指令 1 » 在这段讲80年代美学文艺学的节选里，刘再复在哪篇文章中提出文学研究正出现新的转机？
指令 2 » 在清单里找出所有包含字符串“house”的行。

##### 节选 #####

上面我们清理了80 年代美学文艺学的两大主流话语及其与启蒙主义现代性的关联, 但这不足以解释这套话语在当时能够成为强势话语的充分原因。正如我们在本文一开始指出的, 对此的解释不能局限于文艺学美学场域内部, 而是必须涉及学术场域与非学术场域之间的关联。就美学文艺学场域与其他场域的关系来看, 80 年代美学文艺学主流话语与政治权力场域的关系极为密切, 可以说, 80 年代美学文艺学热、乃至整个人文科学热的根本原因正在于它与当时整个中国社会、政治、文化思潮的内在联系, 在于它充当了当时思想解放(意识形态革命) 的急先锋。无论是普遍主体性话语、人的自由解放承诺, 还是学科自主性诉求, 都与当时的思想解放运动紧密相关, 它们本质上依然带有强烈的功利性、意识形态性乃至于政治性。对此刘再复倒是看得很清楚。在《文学研究应以人为中心》这篇重要文章中, 这位主体性的主要倡导者之一指出: 我们的文学研究正在出现新的转机, 这一转机的两个最基本内容,“一是以社会主义人道主义的观念代替‘以阶级斗争为纲’的观念, 给人以主体性的地位”;“一是以科学的方法论代替独断论与机械决定论。”然后他分析了出现这种转机的社会文化背景, 其中第一条, 也是最重要的一条就是:“我国正在发生伟大的历史性的变革, 这种变革的时代精神(引按: 指思想解放运动) 一定要影响到文学研究领域”。(24)以下分别论之。

首先, 主体性与自由解放话语重申“文学是人学”的命题, 强调“文学无法摆脱最普遍的人道精神”, 直接地发挥着意识形态批判的功能。“要把人当人看”这样一个现在看来似乎平淡无奇的口号在当时之所以能够振聋发聩, 正是因为它有具体的社会政治针对性, 即我们曾经有过“不把人当人看”的时候。普遍的爱的具体批判对象是所谓“阶级的爱”, 而自由创造论的针对性指向文艺的工具论。总之, 我们几乎可以找出这套似乎普遍、抽象的理论话语的所有具体所指。比如, 刘再复强调的在文学的描写中要尊重对象(即人) 的主体性时, 直接针对的是文革时期的帮文艺把人当玩偶, 尤其是把人机械分成“正面”与“反面”两种。刘再复特别批评了庸俗唯物主义的环境决定论、以阶级性抹杀人性(使“文学不再是人学, 而蜕变为阶级符号学”) , 这一切都正好说明普遍主义话语所蕴涵的特殊主义指向。(25)批判话语的普遍性与批判对象的特殊性的有机合一, 是当时那套批判美学话语得以有效发挥批判功能的特殊历史语境。

##### 输入 #####

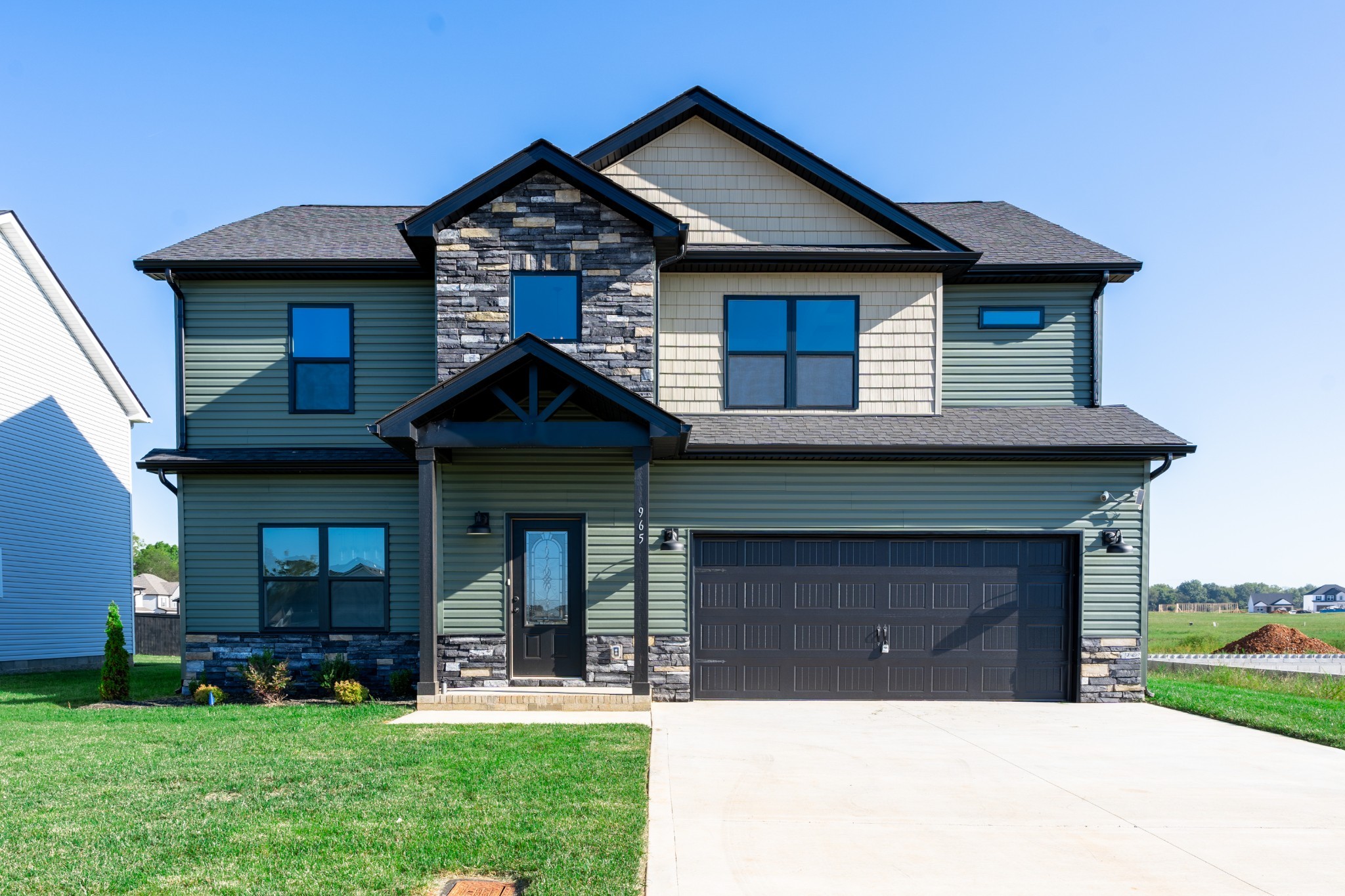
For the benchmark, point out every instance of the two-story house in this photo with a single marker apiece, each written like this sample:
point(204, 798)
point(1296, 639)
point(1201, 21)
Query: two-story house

#####

完整答案 1 » 《文学研究应以人为中心》。

完整答案 2 »
For the benchmark, point out every instance of the two-story house in this photo with a single marker apiece, each written like this sample:
Query: two-story house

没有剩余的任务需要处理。